• _WRITTEN TASK_:
Write out each entry, exactly the way it appears.

• _TASK INPUT_:
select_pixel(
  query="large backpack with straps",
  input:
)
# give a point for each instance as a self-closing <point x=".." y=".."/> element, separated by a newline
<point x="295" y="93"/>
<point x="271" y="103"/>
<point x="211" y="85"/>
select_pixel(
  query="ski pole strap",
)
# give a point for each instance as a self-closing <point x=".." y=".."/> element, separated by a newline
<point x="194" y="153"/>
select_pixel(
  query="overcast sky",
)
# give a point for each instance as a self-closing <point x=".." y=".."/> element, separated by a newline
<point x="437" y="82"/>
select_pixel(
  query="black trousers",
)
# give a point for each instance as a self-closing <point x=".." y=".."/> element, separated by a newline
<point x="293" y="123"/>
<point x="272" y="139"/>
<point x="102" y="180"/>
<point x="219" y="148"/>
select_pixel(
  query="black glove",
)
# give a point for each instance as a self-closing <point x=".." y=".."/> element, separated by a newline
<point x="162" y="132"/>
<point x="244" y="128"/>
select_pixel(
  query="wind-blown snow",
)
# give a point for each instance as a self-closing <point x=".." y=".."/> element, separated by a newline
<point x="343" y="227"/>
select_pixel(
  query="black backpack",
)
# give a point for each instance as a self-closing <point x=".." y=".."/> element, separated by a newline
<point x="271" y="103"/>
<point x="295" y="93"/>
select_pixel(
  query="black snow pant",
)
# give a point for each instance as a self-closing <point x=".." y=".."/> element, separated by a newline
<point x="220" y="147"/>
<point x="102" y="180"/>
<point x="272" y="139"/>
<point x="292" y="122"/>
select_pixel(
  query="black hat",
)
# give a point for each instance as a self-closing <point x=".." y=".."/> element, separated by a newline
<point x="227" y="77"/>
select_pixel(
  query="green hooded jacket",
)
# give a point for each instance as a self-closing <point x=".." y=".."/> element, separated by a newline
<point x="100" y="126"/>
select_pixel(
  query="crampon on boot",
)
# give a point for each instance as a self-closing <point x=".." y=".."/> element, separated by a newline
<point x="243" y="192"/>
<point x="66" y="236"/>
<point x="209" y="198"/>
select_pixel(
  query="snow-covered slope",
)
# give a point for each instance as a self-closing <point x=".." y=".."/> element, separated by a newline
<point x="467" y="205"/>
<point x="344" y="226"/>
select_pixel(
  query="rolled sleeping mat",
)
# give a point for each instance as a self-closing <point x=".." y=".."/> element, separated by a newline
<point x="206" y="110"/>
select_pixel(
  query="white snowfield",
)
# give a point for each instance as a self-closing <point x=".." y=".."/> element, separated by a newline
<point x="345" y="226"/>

• _FULL SOLUTION_:
select_pixel(
  query="large backpack with straps",
  input:
)
# give a point for each instance as a self-closing <point x=".." y=".."/> element, separated by a newline
<point x="295" y="93"/>
<point x="271" y="103"/>
<point x="211" y="85"/>
select_pixel(
  query="ski pole strap",
)
# give a point for each instance as a self-closing <point x=".." y=".."/> element, separated by a newline
<point x="194" y="153"/>
select_pixel(
  query="overcast sky",
)
# give a point for each instance as a self-closing <point x=".." y=".."/> element, separated by a newline
<point x="437" y="82"/>
select_pixel(
  query="black trousers",
)
# give a point for each instance as a self-closing <point x=".." y=".."/> element, separated by a newline
<point x="293" y="123"/>
<point x="272" y="139"/>
<point x="102" y="180"/>
<point x="219" y="148"/>
select_pixel(
  query="black glove",
)
# give a point for each instance as a self-closing <point x=".." y=".."/> element, separated by a newline
<point x="162" y="132"/>
<point x="244" y="128"/>
select_pixel(
  query="wind-blown snow",
)
# give a point for each instance as a self-closing <point x=".." y=".."/> element, separated by a newline
<point x="343" y="227"/>
select_pixel(
  query="black backpack",
)
# give a point for each instance as a self-closing <point x=".." y=".."/> element, separated by a newline
<point x="271" y="103"/>
<point x="295" y="93"/>
select_pixel(
  query="black snow pant",
)
# give a point for each instance as a self-closing <point x=".." y=".."/> element, separated by a newline
<point x="220" y="147"/>
<point x="102" y="180"/>
<point x="272" y="139"/>
<point x="292" y="122"/>
select_pixel(
  query="black hat",
)
# give a point for each instance as a self-closing <point x=".." y=".."/> element, separated by a newline
<point x="227" y="77"/>
select_pixel(
  query="green hooded jacket",
)
# give a point for each instance as a self-closing <point x=".." y=".."/> element, separated by a newline
<point x="100" y="126"/>
select_pixel(
  query="crampon on boot",
)
# give a point for each instance as a self-closing <point x=".." y=".."/> element, separated by a newline
<point x="243" y="192"/>
<point x="66" y="236"/>
<point x="209" y="198"/>
select_pixel(
  query="snow-covered slope",
)
# give a point for each instance as a self-closing <point x=".." y=".."/> element, separated by a newline
<point x="467" y="205"/>
<point x="344" y="226"/>
select_pixel(
  query="rolled sleeping mat",
)
# give a point for each instance as a self-closing <point x=".." y=".."/> element, separated by a newline
<point x="206" y="110"/>
select_pixel(
  query="white snowfield",
)
# give a point for each instance as a self-closing <point x=".." y=".."/> element, separated by a newline
<point x="345" y="226"/>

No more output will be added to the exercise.